• _What to work on_: Exact copy, no pictures: output each line below as it stands.

• _Material shown_:
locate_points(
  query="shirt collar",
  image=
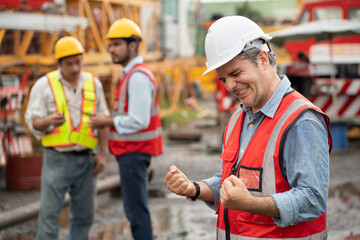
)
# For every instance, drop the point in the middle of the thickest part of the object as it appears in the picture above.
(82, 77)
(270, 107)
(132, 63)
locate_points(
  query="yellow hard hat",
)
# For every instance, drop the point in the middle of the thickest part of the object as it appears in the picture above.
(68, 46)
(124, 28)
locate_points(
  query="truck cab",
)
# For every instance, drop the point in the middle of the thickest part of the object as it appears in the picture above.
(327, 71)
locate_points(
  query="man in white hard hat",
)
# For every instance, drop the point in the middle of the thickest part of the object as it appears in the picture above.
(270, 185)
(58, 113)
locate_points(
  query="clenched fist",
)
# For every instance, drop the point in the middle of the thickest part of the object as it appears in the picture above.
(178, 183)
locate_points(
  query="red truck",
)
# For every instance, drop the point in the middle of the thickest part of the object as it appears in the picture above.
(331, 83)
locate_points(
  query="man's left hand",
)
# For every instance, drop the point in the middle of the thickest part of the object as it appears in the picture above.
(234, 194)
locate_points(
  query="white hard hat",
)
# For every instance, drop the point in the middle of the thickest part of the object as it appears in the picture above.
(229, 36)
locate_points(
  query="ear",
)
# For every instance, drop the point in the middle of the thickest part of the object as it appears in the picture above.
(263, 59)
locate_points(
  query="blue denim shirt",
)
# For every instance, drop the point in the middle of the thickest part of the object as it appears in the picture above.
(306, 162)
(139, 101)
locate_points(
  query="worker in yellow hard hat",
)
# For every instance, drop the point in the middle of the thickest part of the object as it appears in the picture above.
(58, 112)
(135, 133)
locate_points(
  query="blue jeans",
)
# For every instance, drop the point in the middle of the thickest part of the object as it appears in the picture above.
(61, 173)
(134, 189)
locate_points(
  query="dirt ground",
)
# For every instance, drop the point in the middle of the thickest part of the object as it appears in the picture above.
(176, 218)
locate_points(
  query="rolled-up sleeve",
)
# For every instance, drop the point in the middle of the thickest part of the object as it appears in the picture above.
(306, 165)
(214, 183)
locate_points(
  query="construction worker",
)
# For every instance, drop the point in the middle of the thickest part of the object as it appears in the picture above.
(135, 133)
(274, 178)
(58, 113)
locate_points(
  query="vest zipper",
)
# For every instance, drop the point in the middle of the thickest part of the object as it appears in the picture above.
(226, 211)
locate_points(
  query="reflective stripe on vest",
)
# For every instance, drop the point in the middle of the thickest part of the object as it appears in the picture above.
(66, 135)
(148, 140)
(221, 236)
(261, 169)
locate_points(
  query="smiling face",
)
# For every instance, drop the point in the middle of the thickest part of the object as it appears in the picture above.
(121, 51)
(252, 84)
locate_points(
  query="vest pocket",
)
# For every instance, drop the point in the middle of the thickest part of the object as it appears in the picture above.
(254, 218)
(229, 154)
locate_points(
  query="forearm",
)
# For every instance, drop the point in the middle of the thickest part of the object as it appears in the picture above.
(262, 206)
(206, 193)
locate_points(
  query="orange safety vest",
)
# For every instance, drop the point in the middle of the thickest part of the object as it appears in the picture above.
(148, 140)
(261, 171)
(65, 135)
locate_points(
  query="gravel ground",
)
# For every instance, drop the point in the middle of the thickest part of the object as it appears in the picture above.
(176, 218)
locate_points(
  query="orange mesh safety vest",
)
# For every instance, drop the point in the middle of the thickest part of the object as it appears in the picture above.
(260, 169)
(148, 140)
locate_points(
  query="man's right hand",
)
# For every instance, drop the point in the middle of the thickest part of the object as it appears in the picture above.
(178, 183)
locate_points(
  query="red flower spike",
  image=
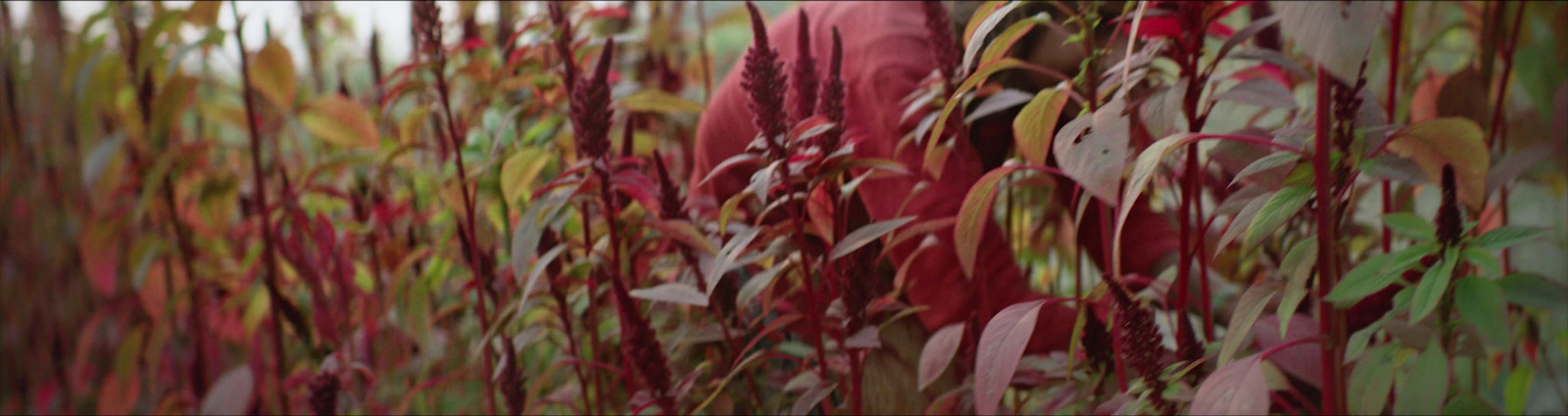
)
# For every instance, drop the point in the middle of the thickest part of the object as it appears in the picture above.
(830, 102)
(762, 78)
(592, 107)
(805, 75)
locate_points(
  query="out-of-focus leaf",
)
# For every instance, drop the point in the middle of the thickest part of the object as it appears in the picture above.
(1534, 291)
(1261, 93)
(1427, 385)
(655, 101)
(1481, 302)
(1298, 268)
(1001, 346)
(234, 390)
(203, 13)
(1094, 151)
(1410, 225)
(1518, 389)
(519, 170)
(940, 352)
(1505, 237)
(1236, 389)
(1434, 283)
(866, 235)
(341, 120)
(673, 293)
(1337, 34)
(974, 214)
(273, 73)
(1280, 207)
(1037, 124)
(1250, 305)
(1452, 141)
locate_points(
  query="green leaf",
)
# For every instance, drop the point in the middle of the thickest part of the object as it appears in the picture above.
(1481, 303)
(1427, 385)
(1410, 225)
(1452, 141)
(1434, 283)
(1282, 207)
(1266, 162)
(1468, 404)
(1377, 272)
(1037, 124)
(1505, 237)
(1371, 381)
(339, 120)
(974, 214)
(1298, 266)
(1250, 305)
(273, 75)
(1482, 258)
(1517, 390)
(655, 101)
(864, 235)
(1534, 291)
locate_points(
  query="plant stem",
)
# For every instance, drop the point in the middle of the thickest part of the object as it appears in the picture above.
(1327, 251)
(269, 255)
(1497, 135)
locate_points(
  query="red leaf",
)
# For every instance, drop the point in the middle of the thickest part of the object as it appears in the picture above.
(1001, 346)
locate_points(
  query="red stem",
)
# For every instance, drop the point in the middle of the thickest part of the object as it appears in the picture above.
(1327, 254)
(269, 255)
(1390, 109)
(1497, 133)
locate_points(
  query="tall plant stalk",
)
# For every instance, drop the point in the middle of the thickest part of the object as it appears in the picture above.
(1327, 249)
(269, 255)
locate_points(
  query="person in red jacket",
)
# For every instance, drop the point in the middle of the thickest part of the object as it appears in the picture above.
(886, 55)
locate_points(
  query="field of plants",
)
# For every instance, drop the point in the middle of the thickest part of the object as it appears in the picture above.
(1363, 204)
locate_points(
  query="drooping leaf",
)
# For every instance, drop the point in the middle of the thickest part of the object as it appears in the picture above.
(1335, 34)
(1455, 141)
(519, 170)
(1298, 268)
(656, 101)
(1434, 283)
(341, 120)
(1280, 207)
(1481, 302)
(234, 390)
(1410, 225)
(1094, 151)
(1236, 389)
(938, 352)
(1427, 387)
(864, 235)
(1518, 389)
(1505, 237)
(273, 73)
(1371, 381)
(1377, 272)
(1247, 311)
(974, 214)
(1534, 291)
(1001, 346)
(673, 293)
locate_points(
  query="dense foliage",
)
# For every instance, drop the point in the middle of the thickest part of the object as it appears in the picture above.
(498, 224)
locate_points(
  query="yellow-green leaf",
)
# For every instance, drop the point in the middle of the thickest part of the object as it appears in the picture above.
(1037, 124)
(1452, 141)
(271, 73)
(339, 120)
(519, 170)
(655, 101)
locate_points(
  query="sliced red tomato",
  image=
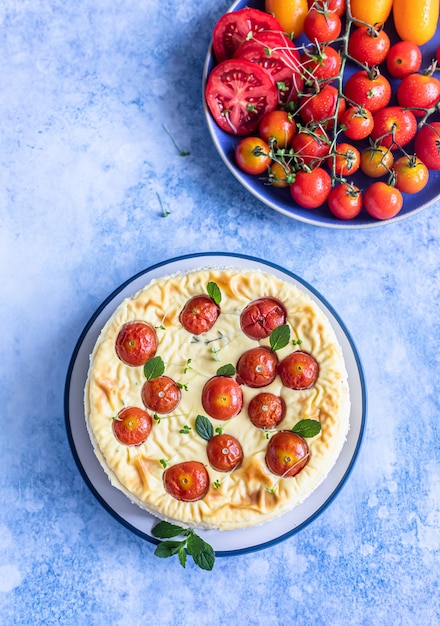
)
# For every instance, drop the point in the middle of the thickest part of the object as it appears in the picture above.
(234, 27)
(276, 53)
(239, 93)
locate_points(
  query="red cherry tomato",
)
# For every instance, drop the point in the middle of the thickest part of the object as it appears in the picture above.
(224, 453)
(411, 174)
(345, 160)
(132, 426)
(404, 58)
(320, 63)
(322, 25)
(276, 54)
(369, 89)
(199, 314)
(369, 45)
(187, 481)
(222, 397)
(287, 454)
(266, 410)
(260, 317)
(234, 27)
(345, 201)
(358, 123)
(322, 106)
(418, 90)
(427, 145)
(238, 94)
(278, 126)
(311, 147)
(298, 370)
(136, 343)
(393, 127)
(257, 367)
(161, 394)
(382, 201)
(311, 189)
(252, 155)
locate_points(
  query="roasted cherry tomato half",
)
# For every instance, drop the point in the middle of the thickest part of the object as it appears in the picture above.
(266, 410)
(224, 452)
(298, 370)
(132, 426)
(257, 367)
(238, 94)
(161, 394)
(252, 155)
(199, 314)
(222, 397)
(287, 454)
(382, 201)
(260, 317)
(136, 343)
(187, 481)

• _Completed exercise_:
locate_points(
  query="shirt collar",
  image=
)
# For every instance, drop the point in the middle of the thickest part of the object as it appears in the picture above.
(82, 77)
(270, 107)
(132, 63)
locate_points(
  query="yellow hard hat",
)
# For every instance, drop the point in the middle of the thickest part of the object as it appears in the picture above.
(68, 46)
(124, 28)
locate_points(
  query="truck cab",
)
# For every instance, drop the point in the middle of the thickest part of the object as it appears in the picture above.
(327, 71)
locate_points(
  query="man in white hard hat",
)
# For every instance, drop the point in the middle of the thickest part of the object as it appears in the picture above.
(270, 185)
(58, 113)
locate_points(
  query="clenched fist",
)
# For every instance, drop the point in the middle of the thickest part of the object as it appears in the picture above.
(178, 183)
locate_points(
  query="red truck",
)
# For every instance, drop the point in the middle of the thickest part of the object as it appears in the picture above.
(331, 83)
locate_points(
  query="man's left hand",
)
# For every instance, drop the point in the middle of the thickest part of the object as it appears in the picture above.
(234, 194)
locate_points(
  query="white hard hat",
)
# For every instance, drop the point in the middle of the thickest part of the object as it appears in the picture above.
(229, 36)
locate_points(
  query="ear",
)
# For every instance, drop the point in the middle of the thickest part of the object as it appears in the picture above.
(263, 59)
locate_points(
  query="blue denim shirt",
)
# For every instance, drop the point in the middle of the thickest part of the object as it appears in the picture above.
(306, 162)
(139, 101)
locate_points(
  query="worker in yellow hard hat",
)
# For every instance, drop the point in the middle of the thickest part of the object as it appears in the picture above.
(58, 112)
(135, 133)
locate_points(
  query="blue jeans",
)
# For every instance, drop the point in the middle of the thickest part of the object as it appears in the picture above.
(61, 173)
(134, 189)
locate_points(
  query="dirt ground",
)
# For every instance, drop the point in the middle of the thickest part of the object as it appears in the picture above.
(176, 218)
locate_points(
  query="rolled-up sleeve",
)
# For every instance, drop the point in the middle of the thickest part of the object as it appears in the picture above.
(306, 165)
(214, 183)
locate_points(
  query="construction worker",
)
# For every instance, drop the point in the middle of the thickest part of the object as it appears in the picture above.
(135, 133)
(274, 178)
(58, 113)
locate_points(
  query="vest zipper",
)
# For every instance, drop the point in the middle of the thickest part of the object as it appears in the picture above.
(226, 211)
locate_points(
  query="reflective stripe on vest",
)
# For every instance, drop the point in the middle of the thickest part of the object as it appears in the picture above.
(66, 135)
(148, 140)
(221, 236)
(261, 169)
locate_points(
  query="smiling face",
)
# For every instance, drop the point in the middle of the thickest part of the object as it appears in the picture above.
(121, 51)
(252, 84)
locate_points(
  query="vest pocket",
)
# For every instance, drop the point in the middle of the thickest part of the object as it appears in the picture above.
(254, 218)
(229, 154)
locate_points(
  query="forearm",
)
# For every instance, drop the point in the middle of the thickest part of the object as it appears in the picture above.
(262, 206)
(206, 193)
locate_points(
  query="orange safety vest",
)
# For every instance, drop the point in the middle of the thickest part of the object as it appears in the picture above.
(148, 140)
(261, 171)
(65, 135)
locate_points(
  query="gravel ground",
)
# For every instance, drop the point in the middle of the thickest part of the object as it appears in the picture above.
(176, 218)
locate_points(
  query="orange mesh safety vest",
)
# For every instance, drop the point in the middle of the thickest part of the object as it appears in the picture above.
(260, 169)
(148, 140)
locate_points(
  query="man's right hand",
)
# For every instance, drop the point in the middle of the thickest part of the object as it appears in the picture above.
(178, 183)
locate_points(
  query="red flower spike",
  image=
)
# For every instance, drop the point in the middle of the thickest part of the object as it appears in the picture above.
(830, 102)
(762, 78)
(592, 107)
(805, 75)
locate_points(
  query="out-of-focus leaf",
)
# For every instance, drop the point in the middle of the thickest part of the object as it appears in the picture above.
(1534, 291)
(1261, 93)
(1427, 385)
(655, 101)
(1481, 302)
(1298, 268)
(1001, 346)
(234, 390)
(203, 13)
(1094, 151)
(1410, 225)
(1518, 389)
(519, 170)
(940, 352)
(1505, 237)
(1236, 389)
(1434, 283)
(866, 235)
(341, 120)
(673, 293)
(1337, 34)
(974, 214)
(273, 73)
(1280, 207)
(1037, 124)
(1250, 305)
(1452, 141)
locate_points(
  query="green leaf",
)
# For every instance, drop the point in the middle of the thickest part of the object as it appears in the picture above.
(1481, 303)
(1427, 385)
(1410, 225)
(1452, 141)
(1434, 283)
(1282, 207)
(1266, 162)
(1468, 404)
(1377, 272)
(1037, 124)
(1505, 237)
(1371, 381)
(339, 120)
(974, 214)
(1298, 266)
(1250, 305)
(273, 75)
(1482, 258)
(1517, 390)
(655, 101)
(864, 235)
(1534, 291)
locate_points(
  query="plant stem",
)
# For every instance, drop the point in the middle of the thickest part of the object as it appears in the picture above.
(1327, 251)
(269, 255)
(1497, 135)
locate_points(
  query="red leaf",
)
# For every instance, drop the point in the middle of the thickest part of the object as it appears in the picture above.
(1001, 346)
locate_points(
  query="red stem",
)
# For every instance, drop the point in the middle of the thickest part of the object as it appears in the picture above.
(1327, 254)
(269, 255)
(1390, 109)
(1497, 133)
locate_points(
  query="tall plant stalk",
)
# For every instance, drop the point in the middle of the thickest part of the object as it appears in the picture above.
(1327, 249)
(269, 255)
locate_points(
  query="person in red jacket",
)
# For every instance, drop the point in the middle of the thickest part of the object as it appears in the picture above.
(886, 55)
locate_points(
  query="field of plants",
)
# For every instance, drop the point in the middle of the thickest part of the object as it appears in the picture above.
(1363, 204)
locate_points(
  query="drooping leaf",
)
# For every instance, drop the point in the middle of the thickest part of the object as it appears in the picture above.
(1335, 34)
(1455, 141)
(519, 170)
(1298, 268)
(656, 101)
(1434, 283)
(341, 120)
(1280, 207)
(1481, 302)
(234, 390)
(1410, 225)
(1094, 151)
(1236, 389)
(938, 352)
(1427, 387)
(864, 235)
(1518, 389)
(1505, 237)
(273, 73)
(1371, 381)
(1377, 272)
(1247, 311)
(974, 214)
(1534, 291)
(1001, 346)
(673, 293)
locate_points(
  query="dense foliage",
)
# For every instance, drop the point in the middle of the thickest part of the object as it appears in the picture above.
(498, 224)
locate_points(
  query="yellow-green leaf",
)
# For every instance, drop the point in the middle of the thickest part of the object as it appears in the picture above.
(1037, 124)
(1452, 141)
(271, 73)
(339, 120)
(519, 170)
(655, 101)
locate_points(
  query="sliced red tomato",
  image=
)
# For every instance, drop the point in the middle of the thickest part of the object as it appears in the picture above.
(234, 27)
(276, 53)
(239, 93)
locate_points(
  query="red cherry tomato",
)
# For every instance, drop the point in the middle of the thickest part of the object as it appears in the picture above.
(224, 453)
(411, 174)
(345, 160)
(132, 426)
(404, 58)
(320, 63)
(322, 25)
(276, 54)
(369, 89)
(199, 314)
(369, 45)
(187, 481)
(222, 397)
(287, 454)
(266, 410)
(260, 317)
(234, 27)
(345, 201)
(358, 123)
(322, 106)
(418, 90)
(427, 145)
(238, 94)
(278, 126)
(311, 147)
(298, 370)
(136, 343)
(393, 127)
(257, 367)
(161, 394)
(382, 201)
(311, 189)
(252, 155)
locate_points(
  query="roasted cherry tomato half",
)
# For every instance, drop the point in the middle of the thickest part of the object as it appears in the picture above.
(266, 410)
(224, 452)
(298, 370)
(132, 426)
(257, 367)
(238, 94)
(161, 394)
(252, 155)
(199, 314)
(222, 397)
(287, 454)
(382, 201)
(260, 317)
(136, 343)
(187, 481)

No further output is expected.